- [Task objective]: Keep the wording of every entry exactly as it is while leaving the pictures out of your copy.

** Opening Source data block **

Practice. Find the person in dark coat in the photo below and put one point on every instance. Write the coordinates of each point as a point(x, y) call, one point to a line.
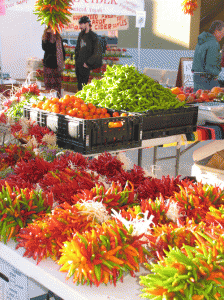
point(88, 52)
point(207, 57)
point(103, 44)
point(54, 56)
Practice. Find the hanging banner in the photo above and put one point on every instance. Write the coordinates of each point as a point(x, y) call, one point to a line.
point(12, 3)
point(108, 7)
point(100, 22)
point(2, 7)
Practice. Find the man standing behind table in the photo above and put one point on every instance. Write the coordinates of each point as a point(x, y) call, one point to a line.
point(207, 57)
point(88, 52)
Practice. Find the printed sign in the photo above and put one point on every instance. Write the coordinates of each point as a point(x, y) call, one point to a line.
point(108, 7)
point(184, 75)
point(2, 7)
point(140, 19)
point(100, 22)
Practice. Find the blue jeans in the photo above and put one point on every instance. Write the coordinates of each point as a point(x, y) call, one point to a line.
point(203, 83)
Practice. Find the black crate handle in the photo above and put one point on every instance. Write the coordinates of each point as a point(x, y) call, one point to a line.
point(4, 277)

** Closing Source data block **

- [Completed exercise]:
Practice. Find the person in dark coat in the photo below and put one point on every instance. Write the coordinates of each point as a point(x, y) call, one point to a line.
point(88, 52)
point(207, 57)
point(103, 44)
point(54, 56)
Practice. Find the hanging banner in the photo above and put one point on every instance. Write the coordinates of each point as a point(x, y) call, one point to a line.
point(12, 3)
point(108, 7)
point(100, 22)
point(2, 7)
Practice. Find the man standing behind table in the photo above and put one point on every instance. Write the coordinates of each point as a point(x, y) call, one point to a line.
point(207, 57)
point(88, 52)
Practice. Find the printed sign in the photo above and put one point on every instance. Write the coordinates of each point as a point(x, y) call, one point to a line.
point(108, 7)
point(184, 75)
point(2, 7)
point(140, 19)
point(100, 22)
Practice. Find the blue jeans in the photo above and put one point on every instance. Write the coordinates of each point as a point(x, y) call, one point to a line.
point(203, 83)
Practice. Find the black crate handle in the photo above and put one point on every instance. Write the coordinates of each point as a point(x, y) call, one point to a line.
point(4, 277)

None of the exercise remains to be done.